- [Task]
In the records below, rewrite everything from the line containing "of the person" down to the line containing "[[63, 220]]" as a JSON list of strings, one string per line and no blank lines.

- [Stored rows]
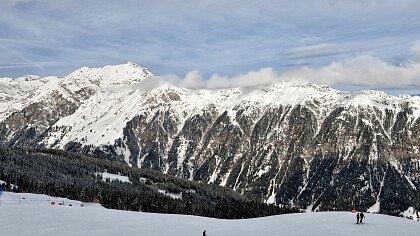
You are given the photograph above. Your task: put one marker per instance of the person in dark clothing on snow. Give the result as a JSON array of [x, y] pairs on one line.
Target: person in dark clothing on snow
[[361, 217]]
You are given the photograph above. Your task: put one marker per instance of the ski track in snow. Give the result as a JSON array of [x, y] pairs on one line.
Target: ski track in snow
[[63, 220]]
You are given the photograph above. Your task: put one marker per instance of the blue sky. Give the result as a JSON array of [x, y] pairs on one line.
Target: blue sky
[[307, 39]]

---

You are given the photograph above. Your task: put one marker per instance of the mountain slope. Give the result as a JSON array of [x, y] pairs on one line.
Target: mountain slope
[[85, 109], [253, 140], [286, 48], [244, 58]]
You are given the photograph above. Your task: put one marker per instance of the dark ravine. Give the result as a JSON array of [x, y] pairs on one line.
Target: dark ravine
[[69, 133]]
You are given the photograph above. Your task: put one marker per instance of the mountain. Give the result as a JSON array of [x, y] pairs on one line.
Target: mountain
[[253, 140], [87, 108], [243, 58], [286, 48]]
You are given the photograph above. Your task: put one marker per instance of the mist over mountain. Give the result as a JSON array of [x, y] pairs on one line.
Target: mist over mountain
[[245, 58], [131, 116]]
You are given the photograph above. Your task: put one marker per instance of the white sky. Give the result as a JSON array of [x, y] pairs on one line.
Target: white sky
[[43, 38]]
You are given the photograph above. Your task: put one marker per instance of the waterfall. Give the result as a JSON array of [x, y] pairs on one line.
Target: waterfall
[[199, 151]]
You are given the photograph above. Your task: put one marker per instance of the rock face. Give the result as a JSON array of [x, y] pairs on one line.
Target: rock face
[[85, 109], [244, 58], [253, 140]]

- [Written answer]
[
  "You are given the photograph above. Your task: put one marker per instance of the person in dark clothing on snow. Give the result as a JSON array of [x, y] pairs on one line.",
  "Target: person in dark clothing on snow",
  "[[361, 217]]",
  "You are given the photograph above. Your task: put one marker per instance of the ski track in snow. Give the result as a JSON array of [x, y] pairs on one line.",
  "Target: ski track in snow",
  "[[63, 220]]"
]